■ TASKS TO CARRY OUT
- a) In the Kelly Sims passage, what did Kelly wear to her first hot yoga class?
- b) Can you reproduce the Kelly Sims passage from the words "This week we" through "love with it.", swapping "coworker" for "colleague"?
- c) Could you condense the paragraph of the Kelly Sims passage that opens with "Kelly came to yoga the way" into a short bulleted list that keeps its main facts?

■ TEXT PASSAGE
■ ■ ■ ■ ■ ■ ■
This week we sit down with Kelly Sims, a Navy veteran, CPA, and one of the OG Bikram yoga practitioners who's been showing up on the mat since around 2000—back when the rooms were hotter, the discipline was stricter, and people wore Speedos unironically.
Kelly came to yoga the way a lot of people do: something was broken. In her case, it was her knee. She was a runner who loved the high, loved the hills, loved the whole thing—until her knee started crunching going up stairs. Physical therapy wasn't cutting it, so a coworker at BJC said the magic words: "You need to come to hot yoga." No instructions. No guidance on what to wear. Just "come."
So Kelly showed up in cotton jogging pants and a t-shirt. In a 105-degree room. With people screaming at her to lock her knees and open her eyes. And somehow, she fell in love with it.
■ ■ ■ ■ ■ ■ ■
■ DATA SHOWN
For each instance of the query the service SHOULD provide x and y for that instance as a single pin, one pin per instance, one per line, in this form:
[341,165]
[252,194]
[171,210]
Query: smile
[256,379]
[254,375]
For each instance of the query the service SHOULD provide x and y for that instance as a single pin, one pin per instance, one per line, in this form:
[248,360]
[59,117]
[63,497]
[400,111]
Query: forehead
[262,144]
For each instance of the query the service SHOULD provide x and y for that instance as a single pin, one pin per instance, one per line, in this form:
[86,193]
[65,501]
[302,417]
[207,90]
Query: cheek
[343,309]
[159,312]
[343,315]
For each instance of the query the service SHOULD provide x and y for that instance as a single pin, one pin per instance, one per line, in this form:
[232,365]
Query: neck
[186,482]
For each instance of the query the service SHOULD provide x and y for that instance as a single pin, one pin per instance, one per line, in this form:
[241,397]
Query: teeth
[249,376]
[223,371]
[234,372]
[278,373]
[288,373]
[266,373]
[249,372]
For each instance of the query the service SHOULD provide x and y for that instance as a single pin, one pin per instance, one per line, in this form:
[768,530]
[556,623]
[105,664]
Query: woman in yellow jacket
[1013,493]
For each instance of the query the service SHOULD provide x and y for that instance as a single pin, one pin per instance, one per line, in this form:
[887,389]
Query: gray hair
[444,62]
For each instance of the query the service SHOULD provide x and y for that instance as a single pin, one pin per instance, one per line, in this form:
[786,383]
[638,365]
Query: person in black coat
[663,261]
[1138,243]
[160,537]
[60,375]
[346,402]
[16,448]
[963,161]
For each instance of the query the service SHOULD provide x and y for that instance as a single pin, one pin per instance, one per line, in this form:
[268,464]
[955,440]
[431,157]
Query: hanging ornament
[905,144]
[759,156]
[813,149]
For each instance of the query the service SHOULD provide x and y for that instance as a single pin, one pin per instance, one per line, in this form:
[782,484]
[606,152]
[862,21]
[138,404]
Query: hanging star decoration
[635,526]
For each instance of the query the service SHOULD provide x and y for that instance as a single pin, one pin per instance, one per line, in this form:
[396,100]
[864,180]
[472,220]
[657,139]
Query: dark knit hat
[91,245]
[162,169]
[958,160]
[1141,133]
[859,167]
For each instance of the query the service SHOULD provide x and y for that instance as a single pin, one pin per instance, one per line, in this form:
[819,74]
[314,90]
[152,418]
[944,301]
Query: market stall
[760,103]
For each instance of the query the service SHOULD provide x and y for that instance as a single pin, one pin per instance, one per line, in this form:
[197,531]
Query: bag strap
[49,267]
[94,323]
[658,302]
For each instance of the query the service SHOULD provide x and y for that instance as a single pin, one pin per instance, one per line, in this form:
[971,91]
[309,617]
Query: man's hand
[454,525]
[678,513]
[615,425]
■ ■ ■ ■ ■ ■ ■
■ SOLUTIONS IN ORDER
- a) Cotton jogging pants and a t-shirt.

- b)
This week we sit down with Kelly Sims, a Navy veteran, CPA, and one of the OG Bikram yoga practitioners who's been showing up on the mat since around 2000—back when the rooms were hotter, the discipline was stricter, and people wore Speedos unironically.
Kelly came to yoga the way a lot of people do: something was broken. In her case, it was her knee. She was a runner who loved the high, loved the hills, loved the whole thing—until her knee started crunching going up stairs. Physical therapy wasn't cutting it, so a colleague at BJC said the magic words: "You need to come to hot yoga." No instructions. No guidance on what to wear. Just "come."
So Kelly showed up in cotton jogging pants and a t-shirt. In a 105-degree room. With people screaming at her to lock her knees and open her eyes. And somehow, she fell in love with it.

- c)
- Kelly came to yoga because her knee was broken.
- She was a runner who loved the high and the hills.
- Her knee started crunching when she went up stairs.
- Physical therapy wasn't enough.
- A coworker at BJC told her to come to hot yoga but gave no instructions or guidance on what to wear.